**Source extract**

━━━━━━━━━━

SHAS: Approaching optimal Segmentation for End-to-End Speech Translation

Overview

SHAS: Approaching optimal Segmentation for End-to-End Speech Translation

In this repo you can find the code of the Supervised Hybrid Audio Segmentation (SHAS) method for End-to-End Speech Translation, proposed in Tsiamas et al. (2022). You can use our method with pre-trained models to segment a collection of audio files or train and fine-tune our method on your own segmented data. We provide instructions to replicate our results from the paper on MuST-C en-de and mTEDx es-en, fr-en, it-en, pt-en. You can also find easy-to-use implementations of other segmentation methods, like fixed-length, VAD, and the hybrid methods of Potapczyk and Przybysz (2020), Gállego et al. (2021), and Gaido et al. (2021).

Follow the instructions here to segment a collection of audio files, or the instruction here to replicate the results of the paper.

━━━━━━━━━━

**Work instructions**
Answer these questions about the SHAS overview, numbering each answer to match:
1. What is the full name of the SHAS method?
2. On which datasets and language pairs can the paper's results be replicated?
3. Which other segmentation methods have implementations in the repo?

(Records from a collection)
━━━━━━━━━━

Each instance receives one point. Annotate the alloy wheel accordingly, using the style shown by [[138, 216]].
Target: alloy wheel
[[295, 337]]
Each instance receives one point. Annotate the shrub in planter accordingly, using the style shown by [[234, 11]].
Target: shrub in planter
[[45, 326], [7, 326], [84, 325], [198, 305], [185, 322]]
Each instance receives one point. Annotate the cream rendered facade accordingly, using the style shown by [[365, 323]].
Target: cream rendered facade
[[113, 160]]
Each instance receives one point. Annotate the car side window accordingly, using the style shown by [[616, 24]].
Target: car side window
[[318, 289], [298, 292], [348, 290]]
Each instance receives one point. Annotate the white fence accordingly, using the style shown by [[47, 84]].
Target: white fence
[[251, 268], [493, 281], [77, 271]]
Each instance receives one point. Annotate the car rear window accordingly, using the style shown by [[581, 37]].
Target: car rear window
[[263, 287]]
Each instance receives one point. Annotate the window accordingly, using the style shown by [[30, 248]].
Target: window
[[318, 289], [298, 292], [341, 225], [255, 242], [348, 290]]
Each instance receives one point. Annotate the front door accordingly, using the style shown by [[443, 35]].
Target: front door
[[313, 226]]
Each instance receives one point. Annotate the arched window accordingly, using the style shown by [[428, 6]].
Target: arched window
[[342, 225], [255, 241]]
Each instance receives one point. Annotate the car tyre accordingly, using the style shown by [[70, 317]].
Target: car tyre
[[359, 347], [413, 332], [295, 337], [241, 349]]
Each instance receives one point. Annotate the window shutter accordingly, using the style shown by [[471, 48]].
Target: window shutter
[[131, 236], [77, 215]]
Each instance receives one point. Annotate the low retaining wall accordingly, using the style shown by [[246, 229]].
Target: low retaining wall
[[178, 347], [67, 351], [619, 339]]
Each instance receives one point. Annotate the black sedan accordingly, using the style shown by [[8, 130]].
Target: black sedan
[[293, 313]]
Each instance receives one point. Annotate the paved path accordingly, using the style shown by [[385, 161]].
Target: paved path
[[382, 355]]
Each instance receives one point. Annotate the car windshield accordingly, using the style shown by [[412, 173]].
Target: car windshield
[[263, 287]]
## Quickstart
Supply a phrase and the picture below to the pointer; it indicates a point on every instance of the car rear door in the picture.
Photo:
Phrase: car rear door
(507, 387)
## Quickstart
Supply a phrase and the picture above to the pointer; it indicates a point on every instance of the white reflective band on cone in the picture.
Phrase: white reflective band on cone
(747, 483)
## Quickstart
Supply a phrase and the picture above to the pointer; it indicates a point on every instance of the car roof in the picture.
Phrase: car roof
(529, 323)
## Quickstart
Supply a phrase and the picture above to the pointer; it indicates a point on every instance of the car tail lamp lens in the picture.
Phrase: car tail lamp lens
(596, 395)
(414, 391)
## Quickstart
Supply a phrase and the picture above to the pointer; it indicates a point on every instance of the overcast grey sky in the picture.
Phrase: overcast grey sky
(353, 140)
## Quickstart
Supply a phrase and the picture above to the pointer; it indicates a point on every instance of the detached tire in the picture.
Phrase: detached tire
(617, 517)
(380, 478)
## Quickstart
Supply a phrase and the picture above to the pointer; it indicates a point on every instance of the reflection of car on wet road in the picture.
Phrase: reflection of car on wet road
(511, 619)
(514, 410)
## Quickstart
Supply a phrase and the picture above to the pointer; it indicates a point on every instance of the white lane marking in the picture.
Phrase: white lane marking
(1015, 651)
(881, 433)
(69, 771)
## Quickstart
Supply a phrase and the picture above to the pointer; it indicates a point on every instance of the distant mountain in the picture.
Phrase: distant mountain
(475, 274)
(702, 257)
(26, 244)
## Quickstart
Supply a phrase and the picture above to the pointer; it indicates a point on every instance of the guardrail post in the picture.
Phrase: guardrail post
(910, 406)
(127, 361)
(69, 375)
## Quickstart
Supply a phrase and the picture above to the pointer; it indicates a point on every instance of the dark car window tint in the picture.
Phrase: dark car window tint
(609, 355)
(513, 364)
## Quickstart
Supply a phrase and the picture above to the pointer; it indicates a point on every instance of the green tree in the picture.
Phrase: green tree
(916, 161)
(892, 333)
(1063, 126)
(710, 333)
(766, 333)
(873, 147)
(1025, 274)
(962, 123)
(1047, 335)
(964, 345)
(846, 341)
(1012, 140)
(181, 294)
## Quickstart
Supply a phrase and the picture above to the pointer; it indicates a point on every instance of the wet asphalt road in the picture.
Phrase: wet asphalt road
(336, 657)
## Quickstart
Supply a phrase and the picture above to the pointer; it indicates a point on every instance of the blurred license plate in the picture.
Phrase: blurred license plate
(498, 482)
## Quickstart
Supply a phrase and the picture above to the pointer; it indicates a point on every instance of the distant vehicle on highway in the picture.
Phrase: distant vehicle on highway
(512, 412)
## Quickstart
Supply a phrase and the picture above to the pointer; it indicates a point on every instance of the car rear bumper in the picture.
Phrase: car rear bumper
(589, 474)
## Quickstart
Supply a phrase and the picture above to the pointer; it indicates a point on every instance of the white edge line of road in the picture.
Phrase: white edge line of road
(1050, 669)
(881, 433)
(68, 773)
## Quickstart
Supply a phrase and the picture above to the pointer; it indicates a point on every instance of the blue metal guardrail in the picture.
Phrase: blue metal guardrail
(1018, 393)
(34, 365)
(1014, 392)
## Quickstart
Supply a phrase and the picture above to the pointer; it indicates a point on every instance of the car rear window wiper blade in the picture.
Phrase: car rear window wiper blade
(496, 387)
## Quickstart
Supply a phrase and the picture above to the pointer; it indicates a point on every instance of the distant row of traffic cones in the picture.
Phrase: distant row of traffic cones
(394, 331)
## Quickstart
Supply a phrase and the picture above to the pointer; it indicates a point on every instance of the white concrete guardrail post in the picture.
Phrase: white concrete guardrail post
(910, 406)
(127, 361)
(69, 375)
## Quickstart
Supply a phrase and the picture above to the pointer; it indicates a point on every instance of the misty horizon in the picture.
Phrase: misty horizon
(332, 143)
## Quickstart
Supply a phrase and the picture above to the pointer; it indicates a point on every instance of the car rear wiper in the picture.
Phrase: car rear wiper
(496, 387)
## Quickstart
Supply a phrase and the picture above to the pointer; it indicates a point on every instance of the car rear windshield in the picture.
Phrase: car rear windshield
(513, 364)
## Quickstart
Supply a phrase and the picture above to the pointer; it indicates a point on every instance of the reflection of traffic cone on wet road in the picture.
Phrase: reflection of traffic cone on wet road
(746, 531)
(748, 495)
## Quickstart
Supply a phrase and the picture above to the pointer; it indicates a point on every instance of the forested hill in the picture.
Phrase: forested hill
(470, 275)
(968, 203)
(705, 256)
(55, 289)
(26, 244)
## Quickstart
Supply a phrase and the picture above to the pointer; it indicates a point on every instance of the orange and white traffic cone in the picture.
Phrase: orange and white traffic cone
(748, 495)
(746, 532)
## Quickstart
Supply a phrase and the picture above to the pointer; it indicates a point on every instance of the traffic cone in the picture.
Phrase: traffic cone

━━━━━━━━━━

**Output for this task**
1. Supervised Hybrid Audio Segmentation.
2. MuST-C en-de and mTEDx es-en, fr-en, it-en, and pt-en.
3. Fixed-length, VAD, and the hybrid methods of Potapczyk and Przybysz (2020), Gállego et al. (2021), and Gaido et al. (2021).